◆ **Document text**
* BEGIN *
# Aero Bar Angle



## lejogger (13 Aug 2013)

No, not those delicious aero bars with the bubbly chocolate, but the ones I've bolted onto my road bike for a series of TTs.

Completed the first last week with a PB but wasn't comfortable at all. Felt far too stretched out (as you'd expect with clip ons on a road bike), so I've brought the pads back towards me so that my elbow angle is not so large, and I can grip the bars much closer to the base.

Positionally I'm feeling much more stable, compact and possibly more powerful, but the TT bars are slightly nose down just because they are. Is there a particular optimum angle that they should be at? I.e. parallel to the road, parallel to the stem or to top tube or the angle of my bars, or is it just whatever feels comfortable? 

Advice gratefully received.


----------



## fossyant (13 Aug 2013)

Your forearms need to be level, or slightly tilted up.


----------



## YahudaMoon (13 Aug 2013)

Have you tried a TT specific saddle and sit more forward, (sitting on the rivet) as they say


----------



## Rob3rt (13 Aug 2013)

There is no best angle, much like there is no best position, despite lots of know-nothing know-it-alls telling you you should have a flat back this and hip angle that.

Re aero bars, I have mine tilted up quite a bit, it tests faster for me, I have noticed other people with wider shoulders have come out of the wind tunnel with them angled up too. Most people have them parallel to the ground, whether it is optimum for them or not, who knows, most people probably just think it is the correct way and many integrated bars don't allow the extensions to be angled, without tilting the whole base bar up, hence negating the benefit of an expensive aero base bar. Some people, albeit few have them angled down, these people are tyre touchers and look like freaks, but if they go fast, they go fast!
* END *
◆ **Written exercise A**
Multiply every coordinate in the answers by 0.25, rounding to whole numbers with halves going up, and rewrite the records from the line with "Q: In the photo above, mark the black" through the end of the records, keeping the requests and their sample coordinates unchanged.
◆ **Written exercise B**
Carry on the forum thread about aero bar angle from the point where it stops.
The records that come next are unrelated to the forum thread about aero bar angle.

◆ **Records supplied**
* BEGIN *
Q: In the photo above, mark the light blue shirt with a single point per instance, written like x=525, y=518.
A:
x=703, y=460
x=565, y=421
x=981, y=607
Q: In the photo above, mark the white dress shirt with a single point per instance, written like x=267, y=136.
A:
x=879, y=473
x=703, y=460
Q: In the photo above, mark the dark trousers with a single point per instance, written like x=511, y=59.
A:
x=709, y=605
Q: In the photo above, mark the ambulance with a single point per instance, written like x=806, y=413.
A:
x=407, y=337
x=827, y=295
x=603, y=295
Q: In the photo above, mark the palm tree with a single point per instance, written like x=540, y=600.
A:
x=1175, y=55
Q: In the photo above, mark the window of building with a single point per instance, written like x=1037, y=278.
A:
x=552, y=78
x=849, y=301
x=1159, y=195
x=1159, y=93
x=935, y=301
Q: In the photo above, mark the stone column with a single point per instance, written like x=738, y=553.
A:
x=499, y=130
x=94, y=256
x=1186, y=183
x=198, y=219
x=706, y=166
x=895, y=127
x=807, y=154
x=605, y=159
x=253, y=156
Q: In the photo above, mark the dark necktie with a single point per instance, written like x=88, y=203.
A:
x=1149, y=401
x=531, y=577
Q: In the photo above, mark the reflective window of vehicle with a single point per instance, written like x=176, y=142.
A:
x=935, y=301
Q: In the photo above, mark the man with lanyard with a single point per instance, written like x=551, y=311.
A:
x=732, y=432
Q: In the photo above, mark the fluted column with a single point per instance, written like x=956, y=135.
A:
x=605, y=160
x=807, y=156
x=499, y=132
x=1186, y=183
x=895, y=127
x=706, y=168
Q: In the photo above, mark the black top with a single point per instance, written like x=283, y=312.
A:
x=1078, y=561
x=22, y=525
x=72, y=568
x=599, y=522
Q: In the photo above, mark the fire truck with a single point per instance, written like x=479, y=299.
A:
* END *
◆ **Task response A**
Q: In the photo above, mark the black top with a single point per instance, written like x=283, y=312.
A:
x=270, y=140
x=6, y=131
x=18, y=142
x=150, y=131
Q: In the photo above, mark the fire truck with a single point per instance, written like x=479, y=299.
A:

◆ **Task response B**
----------



## Hacienda71 (13 Aug 2013)

It will not feel right at first, as YM says you need to sit slightly further forward on the saddle, some people also increase the saddle height slightly when using clip on bars. Make sure you test run any new position before the tt.


----------



## lejogger (13 Aug 2013)

YahudaMoon said:


> Have you tried a TT specific saddle and sit more forward, (sitting on the rivet) as they say


 
I've not got a specific TT saddle - but I do perch a bit more forward on my standard saddle when on the bars. Looking at my bike down in the foyer here at work the nose of the saddle is a little high too from when I switched seatposts which won't be making it any more comfy.

When I say that the bars are pointing slightly down, it is very slight... i might post some pics to show. In some they don't actually look like they are at all, it's just the comparison to the angle of the stem and hoods.

After my pasta I shall head down and level off the saddle and the bars and then test ride it on an easy commute home tonight. I can then alter again if necessary before the pre race warm up.

Cheers All.


----------



## lejogger (13 Aug 2013)




----------



## lejogger (13 Aug 2013)

Pic one they look fine but the hoods hide the flat part of the bars. It also shows that the saddle needs levelling!
Pic 3 shows that the bars are slightly down.


----------



## VamP (13 Aug 2013)

It would be very much more useful if you could get a pic of yourself on the bike. Turbo?

Level that saddle!


----------



## lejogger (13 Aug 2013)

Saddle now level (or more level) and aero bars slightly lifted. 

Will try to get a position pic on the turbo tonight.


----------



## gaz (14 Aug 2013)

Nothing to do with your tri position, but those hoods could do with being lowered when you replace the tape next. Will give you a better braking position when deep in the drops.


----------



## lejogger (14 Aug 2013)

gaz said:


> Nothing to do with your tri position, but those hoods could do with being lowered when you replace the tape next. Will give you a better braking position when deep in the drops.


Cheers Gaz... I must admit I was unsure when I was setting them up. Handy to have this conversation as I'm just about to tape up my commuter so I can move them lower if needs be. 

My aim was to get the flat part of the hoods level with the bar angle so that side on it was as level as it could be until the natural rise of the hoods. Moving them forward will alter my position with regards to stem length etc. so it's a bit to play about with.


----------



## gaz (14 Aug 2013)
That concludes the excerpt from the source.